■ **Records**

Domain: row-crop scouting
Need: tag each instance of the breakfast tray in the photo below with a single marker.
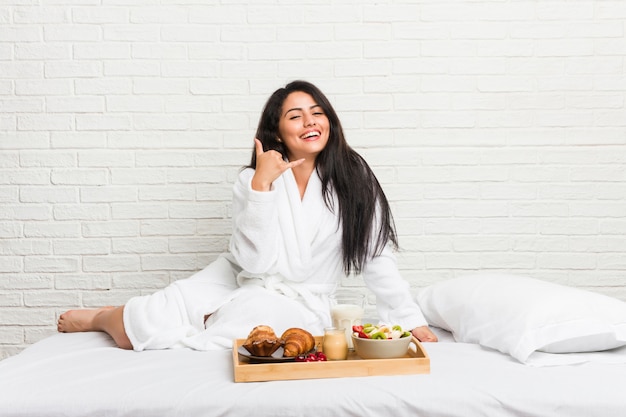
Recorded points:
(416, 361)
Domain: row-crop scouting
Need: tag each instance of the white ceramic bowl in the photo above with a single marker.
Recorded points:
(381, 348)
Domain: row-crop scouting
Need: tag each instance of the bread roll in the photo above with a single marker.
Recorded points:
(297, 341)
(262, 341)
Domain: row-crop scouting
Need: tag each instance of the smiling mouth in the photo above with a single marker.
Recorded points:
(310, 135)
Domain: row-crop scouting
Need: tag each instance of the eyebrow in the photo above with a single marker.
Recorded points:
(300, 108)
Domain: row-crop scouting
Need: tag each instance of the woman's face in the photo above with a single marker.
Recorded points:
(303, 127)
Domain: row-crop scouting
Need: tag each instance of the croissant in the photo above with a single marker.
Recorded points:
(297, 341)
(262, 341)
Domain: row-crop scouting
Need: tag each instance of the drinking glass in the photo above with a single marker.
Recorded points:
(346, 310)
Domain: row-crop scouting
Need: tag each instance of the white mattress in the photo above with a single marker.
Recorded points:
(83, 374)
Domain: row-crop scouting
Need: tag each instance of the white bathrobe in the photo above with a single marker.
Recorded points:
(284, 261)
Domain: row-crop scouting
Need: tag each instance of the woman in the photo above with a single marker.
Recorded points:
(307, 211)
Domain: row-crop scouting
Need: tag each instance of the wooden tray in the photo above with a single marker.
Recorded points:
(416, 361)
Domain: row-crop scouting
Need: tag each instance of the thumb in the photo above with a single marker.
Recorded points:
(258, 146)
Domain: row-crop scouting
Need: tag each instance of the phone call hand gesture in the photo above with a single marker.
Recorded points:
(269, 166)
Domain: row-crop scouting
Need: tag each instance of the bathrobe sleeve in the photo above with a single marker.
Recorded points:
(254, 242)
(394, 302)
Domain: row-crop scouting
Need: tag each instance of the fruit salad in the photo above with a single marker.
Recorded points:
(370, 331)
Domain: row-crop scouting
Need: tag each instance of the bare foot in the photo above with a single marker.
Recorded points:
(79, 320)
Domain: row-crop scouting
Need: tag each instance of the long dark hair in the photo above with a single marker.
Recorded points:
(366, 219)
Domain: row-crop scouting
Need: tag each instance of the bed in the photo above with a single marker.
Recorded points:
(84, 374)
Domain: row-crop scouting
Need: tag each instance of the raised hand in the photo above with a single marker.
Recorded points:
(269, 166)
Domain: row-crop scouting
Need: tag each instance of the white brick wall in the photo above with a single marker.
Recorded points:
(498, 129)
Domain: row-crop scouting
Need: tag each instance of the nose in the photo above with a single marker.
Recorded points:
(309, 120)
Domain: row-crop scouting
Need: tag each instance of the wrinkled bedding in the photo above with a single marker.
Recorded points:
(84, 374)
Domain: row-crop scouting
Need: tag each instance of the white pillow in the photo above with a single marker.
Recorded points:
(520, 316)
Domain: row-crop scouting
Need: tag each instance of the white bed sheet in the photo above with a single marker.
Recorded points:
(83, 374)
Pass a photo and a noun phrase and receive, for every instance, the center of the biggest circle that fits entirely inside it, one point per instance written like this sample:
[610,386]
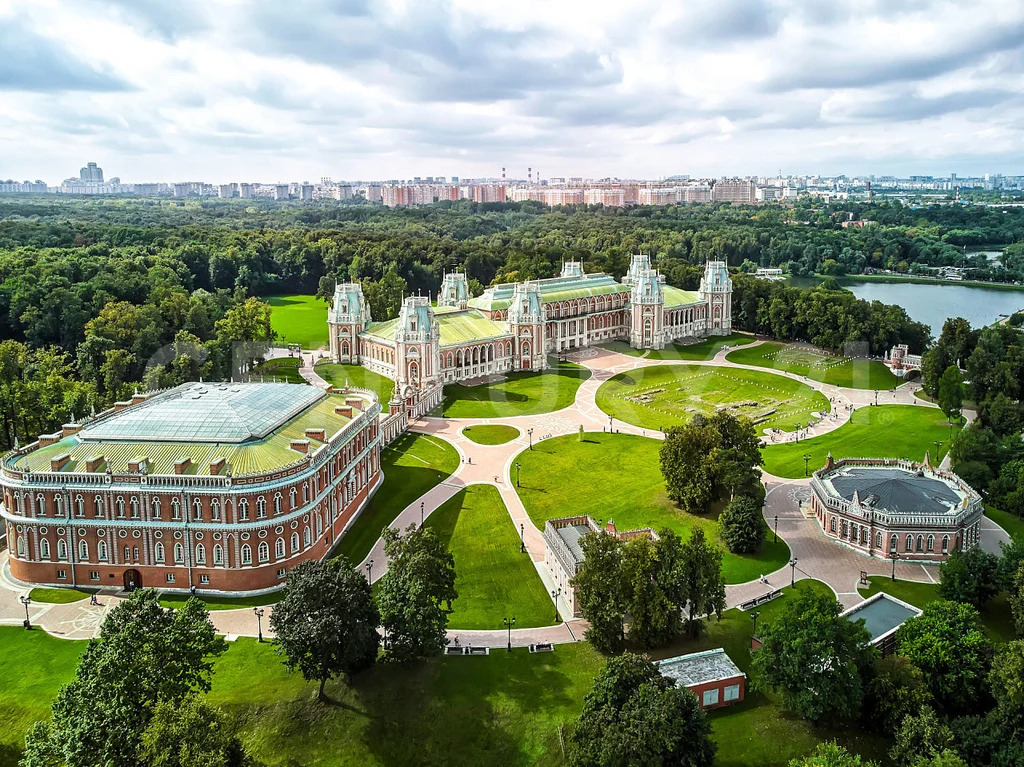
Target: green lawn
[996,618]
[338,375]
[702,350]
[221,603]
[300,320]
[491,433]
[1014,525]
[886,431]
[616,476]
[500,709]
[818,366]
[494,578]
[666,395]
[412,465]
[284,369]
[59,596]
[516,394]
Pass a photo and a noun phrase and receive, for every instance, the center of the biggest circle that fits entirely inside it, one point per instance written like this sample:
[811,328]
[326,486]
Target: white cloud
[243,89]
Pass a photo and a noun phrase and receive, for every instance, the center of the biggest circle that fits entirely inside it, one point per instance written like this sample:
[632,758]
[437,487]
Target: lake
[932,304]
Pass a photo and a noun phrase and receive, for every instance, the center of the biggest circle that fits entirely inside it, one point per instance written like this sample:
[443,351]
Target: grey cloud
[33,62]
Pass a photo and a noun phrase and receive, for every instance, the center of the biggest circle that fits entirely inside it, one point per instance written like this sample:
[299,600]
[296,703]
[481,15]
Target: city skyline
[159,91]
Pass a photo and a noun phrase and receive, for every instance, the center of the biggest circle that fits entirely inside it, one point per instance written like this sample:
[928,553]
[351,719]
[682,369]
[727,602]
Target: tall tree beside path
[144,656]
[814,658]
[415,595]
[326,623]
[636,716]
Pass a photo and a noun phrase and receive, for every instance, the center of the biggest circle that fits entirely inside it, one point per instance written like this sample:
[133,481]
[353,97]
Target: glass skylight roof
[208,413]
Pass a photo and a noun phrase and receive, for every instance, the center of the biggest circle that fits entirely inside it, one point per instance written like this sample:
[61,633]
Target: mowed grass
[59,596]
[817,366]
[885,431]
[284,369]
[665,395]
[504,709]
[996,618]
[617,477]
[337,375]
[516,394]
[300,320]
[491,433]
[701,350]
[412,465]
[494,578]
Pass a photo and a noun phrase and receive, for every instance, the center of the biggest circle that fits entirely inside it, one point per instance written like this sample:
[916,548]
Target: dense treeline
[98,296]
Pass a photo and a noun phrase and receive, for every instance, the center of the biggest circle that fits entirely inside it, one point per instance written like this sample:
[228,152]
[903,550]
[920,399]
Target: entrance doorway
[133,580]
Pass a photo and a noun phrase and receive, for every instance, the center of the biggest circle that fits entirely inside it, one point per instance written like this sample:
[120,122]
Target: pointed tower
[525,322]
[716,292]
[455,291]
[346,318]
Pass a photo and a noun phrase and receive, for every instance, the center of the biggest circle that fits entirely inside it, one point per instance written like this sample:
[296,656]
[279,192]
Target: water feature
[932,304]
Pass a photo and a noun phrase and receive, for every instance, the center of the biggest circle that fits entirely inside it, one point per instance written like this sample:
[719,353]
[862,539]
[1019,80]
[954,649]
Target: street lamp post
[258,611]
[508,625]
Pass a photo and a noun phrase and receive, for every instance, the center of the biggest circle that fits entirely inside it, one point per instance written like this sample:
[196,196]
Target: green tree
[814,658]
[599,592]
[830,755]
[326,622]
[415,595]
[636,716]
[742,524]
[896,689]
[971,577]
[921,735]
[946,642]
[951,392]
[144,655]
[188,733]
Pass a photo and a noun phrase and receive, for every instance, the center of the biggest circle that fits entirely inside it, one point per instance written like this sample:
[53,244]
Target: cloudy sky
[299,89]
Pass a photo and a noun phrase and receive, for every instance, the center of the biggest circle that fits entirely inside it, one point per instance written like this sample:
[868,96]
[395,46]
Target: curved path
[817,557]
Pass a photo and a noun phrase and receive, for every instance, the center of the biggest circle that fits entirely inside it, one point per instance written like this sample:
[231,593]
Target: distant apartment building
[739,190]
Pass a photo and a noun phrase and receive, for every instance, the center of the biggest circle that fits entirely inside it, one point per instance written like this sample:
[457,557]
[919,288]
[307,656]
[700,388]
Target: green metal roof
[676,297]
[253,457]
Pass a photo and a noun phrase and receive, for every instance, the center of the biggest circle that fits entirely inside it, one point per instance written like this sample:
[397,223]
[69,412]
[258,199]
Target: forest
[101,296]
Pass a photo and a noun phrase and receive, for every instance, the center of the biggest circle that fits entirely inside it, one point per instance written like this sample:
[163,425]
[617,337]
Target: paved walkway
[816,556]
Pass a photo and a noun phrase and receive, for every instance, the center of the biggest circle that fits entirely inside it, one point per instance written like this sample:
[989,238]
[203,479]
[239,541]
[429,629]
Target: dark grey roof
[896,489]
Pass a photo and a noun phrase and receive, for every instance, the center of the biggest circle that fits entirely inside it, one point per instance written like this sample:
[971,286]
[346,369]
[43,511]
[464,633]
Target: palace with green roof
[514,326]
[214,486]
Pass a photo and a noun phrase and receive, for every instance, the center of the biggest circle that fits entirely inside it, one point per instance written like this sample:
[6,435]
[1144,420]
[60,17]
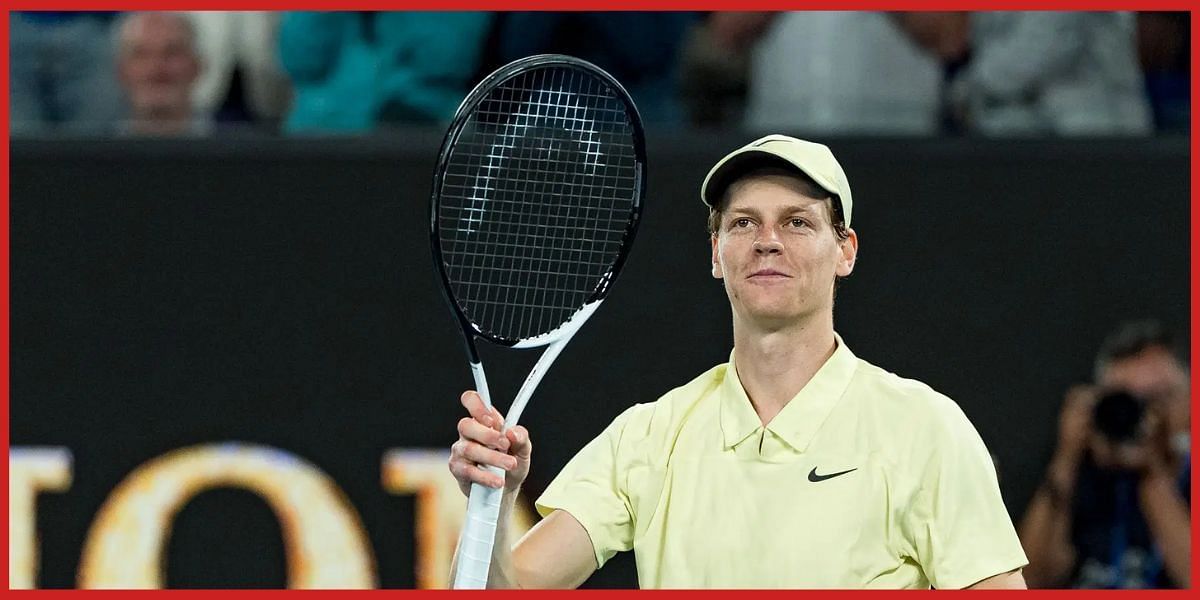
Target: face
[778,253]
[157,65]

■ **Challenge**
Which lines of the material above contain the string "white"? Copy each of them out in full, and treat uppercase and lowercase letters as different.

■ **Exercise answer**
Need: tag each instance of the white ceramic bowl in the photo above with a single marker.
Need: tag each instance of the white mattress in the photo above with a single marker.
Need: tag each instance of the white bathrobe in the photo above with a single marker.
Need: tag each instance of the white brick wall in the photo above with a single marker.
Need: tag each instance of the white pillow in the photo above with a single marker.
Need: tag each instance of the white bed sheet in the photo above with a single marker.
Target: white cloud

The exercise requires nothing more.